Extract to read:
SCOTT SIMON, host:
(Soundbite of music)
SIMON: Blender Magazine has called Josh Turner a country Barry White. What do you think?
(Soundbite of song, Why Dont We Just Dance)
Mr. JOSH TURNER (Singer): (Singing) Baby, why dont you just turn that TV off, 315 channels of nothing but bad news on
SIMON: Thats his hit single Why Dont We Just Dance, by Josh Turner - his new CD is called Haywire. He joins us now from the studios of WBEZ in Chicago. Mr. Turner, thanks so much for being with us.
Mr. TURNER: Oh, good to be with you.
SIMON: Its one love song after another.
Mr. TURNER: Yeah.
(Soundbite of laughter)
SIMON: For people who think country music also has to be about longing and loss, nope, this is one love song after one another.
Mr. TURNER: Yeah, and its funny how timing works sometimes. Obviously, you know, it came out five days before Valentines Day, which we didnt plan. But I dont know, going into this record, I was just attracted to those songs and they just so happened to be love songs.
(Soundbite of song, Your Smile)
Mr. TURNER: (Singing) Your smile will always be one of my favorite things, like backyard barbecues and front porch swings, an evening breeze through a window screen
SIMON: You grew up in South Carolina and as Ive heard the story, you were 14 when you sang at a church fundraiser.

Items from a data source:
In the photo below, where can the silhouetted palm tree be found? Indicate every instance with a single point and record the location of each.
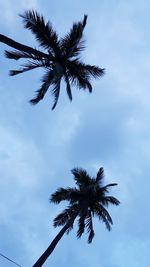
(61, 60)
(88, 199)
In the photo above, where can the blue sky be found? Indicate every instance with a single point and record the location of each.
(108, 128)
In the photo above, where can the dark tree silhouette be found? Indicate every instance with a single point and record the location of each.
(88, 199)
(61, 60)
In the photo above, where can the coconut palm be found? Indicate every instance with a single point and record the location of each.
(60, 58)
(89, 198)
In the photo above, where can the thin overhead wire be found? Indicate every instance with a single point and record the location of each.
(10, 260)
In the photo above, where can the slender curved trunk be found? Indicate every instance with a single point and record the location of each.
(53, 244)
(10, 42)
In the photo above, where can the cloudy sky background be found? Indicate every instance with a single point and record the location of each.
(108, 128)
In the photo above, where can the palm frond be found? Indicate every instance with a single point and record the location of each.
(56, 92)
(46, 82)
(81, 177)
(94, 71)
(69, 194)
(106, 200)
(66, 215)
(18, 54)
(43, 32)
(63, 217)
(68, 88)
(26, 67)
(81, 222)
(72, 43)
(89, 226)
(103, 215)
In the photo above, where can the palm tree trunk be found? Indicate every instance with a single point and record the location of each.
(8, 41)
(53, 244)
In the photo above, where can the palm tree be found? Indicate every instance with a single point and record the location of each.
(60, 58)
(88, 199)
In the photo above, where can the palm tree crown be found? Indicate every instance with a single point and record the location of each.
(88, 199)
(60, 58)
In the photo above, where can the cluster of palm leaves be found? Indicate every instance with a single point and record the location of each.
(89, 198)
(60, 59)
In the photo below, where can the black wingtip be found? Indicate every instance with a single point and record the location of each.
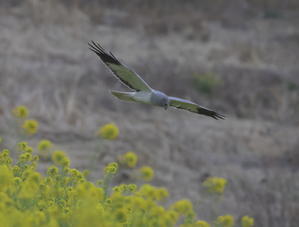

Exercises:
1: Which magazine, according to the interview, called Josh Turner a country Barry White?
2: Please reproduce the listing verbatim, everything from the line containing "In the photo above, where can the palm frond" down to the end of the listing, leaving out the pictures.

Completed exercise:
1: Blender Magazine

2:
In the photo above, where can the palm frond be found? Indicate every instance with a single point and record the location of each.
(56, 92)
(46, 82)
(81, 177)
(94, 71)
(69, 194)
(106, 200)
(66, 215)
(18, 54)
(43, 32)
(63, 217)
(68, 88)
(26, 67)
(81, 222)
(72, 43)
(89, 226)
(103, 215)
In the photo above, where can the palm tree trunk be found? Indicate every instance with a single point and record the location of each.
(8, 41)
(53, 244)
In the photo above, where can the palm tree be found? Indicate every instance with a single point and record the location of each.
(60, 58)
(88, 199)
In the photo above, where can the palm tree crown be found? Indicate every instance with a single point and record the location of each.
(88, 199)
(60, 58)
In the photo above, where can the cluster of palm leaves be found? Indicate every instance with a single point and record the location of each.
(89, 198)
(60, 59)
In the photo below, where can the black wingtip be found? Indicate every instance with a single point and record the location of each.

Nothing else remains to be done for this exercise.